## Exercises
1) In the interview transcript, write out everything from "Wayne Wirs: Accidental, you" down to "much after that.".
2) In the interview transcript, where does Wayne Wirs say he tends to hang out?

## Document passage
--------------------------------------------------
Wayne Wirs: just like, you know, you can intentionally touch your finger to the table, you know, and all of a sudden now your focus is on your finger, right? Yeah, it’s just you you shift your focus and you this felt sense of self and I don’t know what I am anymore. I can’t say I’m the observer. I can’t say I’m formless awareness. I just feel like I flow in between these states. It’s a constant. It does it by itself. Sometimes Sometimes I get caught up in my mind, I get sucked down into that. And then when the problem whatever it is, my mind is trying to solve is done. I expand back out I tend to hang out in the radiance and the upper soul level. You can see I tend to hang out up there because that’s actually a very useful area to live from. emptiness. Emptiness is a very useful, beautiful, blissful but you can’t really do much. I mean, I look at Eckhart Tolle, I think he probably couldn’t survive without a caregiver, right? He’s got his girlfriend wife now, but I think could he survive without this caregiver? You know, this woman kind of arranging everything for him? Because I think he’s he’s well out into that emptiness and I love him. Don’t don’t I’m not dissing him at all. I’m just not sure it’s balanced. You know, his his perspective?

Rick Archer: Yeah, I don’t know. I did hear that Kim Aang had a lot to do with his integration that, you know, he was pretty much good for sitting on park benches for quite a while. And then she helped she has helped him a lot sort of good. Yeah, integrate in the world.

Wayne Wirs: Accidental, you know, I think that’s the difference. Most people who are watching this, you know, they’re trying to find it. So they got a kind of an idea of what to expect when they separate. Here’s what happened. It was like a shock to his system. So I think it’s like, you know, it was it was too much of a shock to his system for him to easily integrate it, you know, so I think that’s why his it’s so powerful, but it’s also a little, a little, I think it’s a little naive, it’s not very practical, his his his experience of it. At least it was I don’t know, I don’t know how he is, if he is that way anymore. He this is I ran into him when he first wrote power him now I really didn’t follow up much after that.
--------------------------------------------------
## Raw records
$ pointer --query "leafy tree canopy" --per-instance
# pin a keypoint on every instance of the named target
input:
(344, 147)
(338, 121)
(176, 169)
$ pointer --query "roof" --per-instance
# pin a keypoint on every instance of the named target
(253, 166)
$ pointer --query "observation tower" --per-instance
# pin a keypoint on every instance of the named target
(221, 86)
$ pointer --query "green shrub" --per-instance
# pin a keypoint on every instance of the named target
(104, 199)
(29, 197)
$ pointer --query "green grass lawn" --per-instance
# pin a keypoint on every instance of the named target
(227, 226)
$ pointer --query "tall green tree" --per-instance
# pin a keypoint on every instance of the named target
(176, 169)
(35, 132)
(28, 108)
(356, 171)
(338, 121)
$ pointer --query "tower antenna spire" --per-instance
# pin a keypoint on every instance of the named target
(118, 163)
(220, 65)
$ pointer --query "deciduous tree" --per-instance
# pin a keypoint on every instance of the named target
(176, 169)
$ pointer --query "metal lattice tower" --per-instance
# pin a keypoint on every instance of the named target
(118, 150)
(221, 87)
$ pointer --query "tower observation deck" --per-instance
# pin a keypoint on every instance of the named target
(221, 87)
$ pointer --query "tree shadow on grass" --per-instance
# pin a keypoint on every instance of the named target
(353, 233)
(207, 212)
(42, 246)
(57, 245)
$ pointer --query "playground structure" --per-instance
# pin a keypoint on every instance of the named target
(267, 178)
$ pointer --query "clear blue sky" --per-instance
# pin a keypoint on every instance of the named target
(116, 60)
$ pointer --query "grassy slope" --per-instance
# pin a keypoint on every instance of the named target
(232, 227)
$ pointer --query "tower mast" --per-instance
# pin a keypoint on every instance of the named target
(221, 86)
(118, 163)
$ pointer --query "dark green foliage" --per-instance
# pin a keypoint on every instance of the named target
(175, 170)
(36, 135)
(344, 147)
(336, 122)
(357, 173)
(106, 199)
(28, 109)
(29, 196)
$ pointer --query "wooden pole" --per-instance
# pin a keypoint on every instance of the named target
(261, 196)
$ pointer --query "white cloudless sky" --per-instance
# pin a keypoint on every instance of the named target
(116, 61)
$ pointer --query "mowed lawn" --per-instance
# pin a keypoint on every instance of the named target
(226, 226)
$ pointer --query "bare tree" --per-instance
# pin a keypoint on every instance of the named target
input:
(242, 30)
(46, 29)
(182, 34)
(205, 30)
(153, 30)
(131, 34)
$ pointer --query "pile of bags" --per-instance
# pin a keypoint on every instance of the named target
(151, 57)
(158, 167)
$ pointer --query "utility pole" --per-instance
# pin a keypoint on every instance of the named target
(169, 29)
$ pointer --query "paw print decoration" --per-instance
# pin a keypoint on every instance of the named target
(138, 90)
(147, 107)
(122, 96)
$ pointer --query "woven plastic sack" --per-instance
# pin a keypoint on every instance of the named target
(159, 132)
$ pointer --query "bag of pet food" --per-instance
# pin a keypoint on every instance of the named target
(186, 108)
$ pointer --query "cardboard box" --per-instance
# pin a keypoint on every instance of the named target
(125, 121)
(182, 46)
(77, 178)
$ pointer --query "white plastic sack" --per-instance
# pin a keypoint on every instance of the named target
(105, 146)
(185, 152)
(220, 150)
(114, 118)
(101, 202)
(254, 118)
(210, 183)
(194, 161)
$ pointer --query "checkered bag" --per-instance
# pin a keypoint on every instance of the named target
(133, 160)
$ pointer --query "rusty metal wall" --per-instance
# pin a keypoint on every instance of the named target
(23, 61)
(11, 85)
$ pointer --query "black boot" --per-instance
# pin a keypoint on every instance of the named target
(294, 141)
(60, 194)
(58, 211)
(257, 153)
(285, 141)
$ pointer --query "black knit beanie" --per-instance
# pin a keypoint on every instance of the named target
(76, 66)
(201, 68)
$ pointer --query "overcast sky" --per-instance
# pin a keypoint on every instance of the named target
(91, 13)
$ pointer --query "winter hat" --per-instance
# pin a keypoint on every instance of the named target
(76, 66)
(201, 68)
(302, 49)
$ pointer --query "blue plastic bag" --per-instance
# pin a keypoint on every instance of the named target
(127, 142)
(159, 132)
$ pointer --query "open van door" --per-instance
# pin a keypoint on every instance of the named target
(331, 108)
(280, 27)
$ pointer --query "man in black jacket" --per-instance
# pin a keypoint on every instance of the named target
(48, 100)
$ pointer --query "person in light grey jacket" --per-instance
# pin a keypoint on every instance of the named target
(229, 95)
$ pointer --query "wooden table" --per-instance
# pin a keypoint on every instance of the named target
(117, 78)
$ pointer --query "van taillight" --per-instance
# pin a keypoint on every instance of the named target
--------------------------------------------------
## Full answers
1)
Wayne Wirs: Accidental, you know, I think that’s the difference. Most people who are watching this, you know, they’re trying to find it. So they got a kind of an idea of what to expect when they separate. Here’s what happened. It was like a shock to his system. So I think it’s like, you know, it was it was too much of a shock to his system for him to easily integrate it, you know, so I think that’s why his it’s so powerful, but it’s also a little, a little, I think it’s a little naive, it’s not very practical, his his his experience of it. At least it was I don’t know, I don’t know how he is, if he is that way anymore. He this is I ran into him when he first wrote power him now I really didn’t follow up much after that.

2) In the radiance and the upper soul level.